Source material: Begin

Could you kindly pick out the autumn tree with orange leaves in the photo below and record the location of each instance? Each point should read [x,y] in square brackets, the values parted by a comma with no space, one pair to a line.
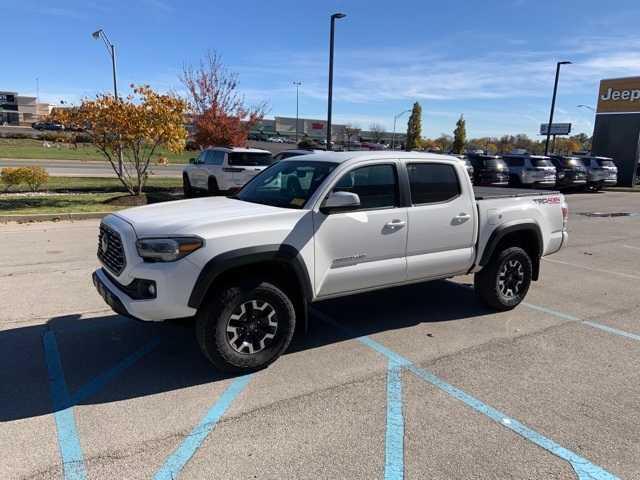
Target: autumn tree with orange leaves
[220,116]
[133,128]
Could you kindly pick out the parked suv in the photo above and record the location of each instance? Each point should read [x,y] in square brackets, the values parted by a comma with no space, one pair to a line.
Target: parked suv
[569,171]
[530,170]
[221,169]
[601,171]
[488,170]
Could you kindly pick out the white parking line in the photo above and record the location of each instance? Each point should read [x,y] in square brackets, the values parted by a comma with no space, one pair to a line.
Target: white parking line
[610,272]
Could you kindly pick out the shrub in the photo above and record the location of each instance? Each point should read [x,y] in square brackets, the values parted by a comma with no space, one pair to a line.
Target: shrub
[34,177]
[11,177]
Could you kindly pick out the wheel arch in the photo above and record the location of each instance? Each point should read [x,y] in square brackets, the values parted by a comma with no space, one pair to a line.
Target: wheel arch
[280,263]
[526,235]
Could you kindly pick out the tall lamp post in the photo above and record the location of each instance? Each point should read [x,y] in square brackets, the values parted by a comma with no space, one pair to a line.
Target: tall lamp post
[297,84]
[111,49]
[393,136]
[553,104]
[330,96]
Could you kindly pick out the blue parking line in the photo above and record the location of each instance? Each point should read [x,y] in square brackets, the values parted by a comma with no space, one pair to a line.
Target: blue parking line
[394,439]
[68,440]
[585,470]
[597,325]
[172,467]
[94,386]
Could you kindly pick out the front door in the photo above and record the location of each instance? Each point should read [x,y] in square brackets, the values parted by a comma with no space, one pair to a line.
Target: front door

Source material: End

Filter the records above for lines containing the word "front", and copy those lines.

◆ Answer section
Could you kindly pick out the front door in the photo above and record the location of each instance? Each point should read [x,y] in square brackets, the values parted by a comma with no space, one pair to a line.
Target: front door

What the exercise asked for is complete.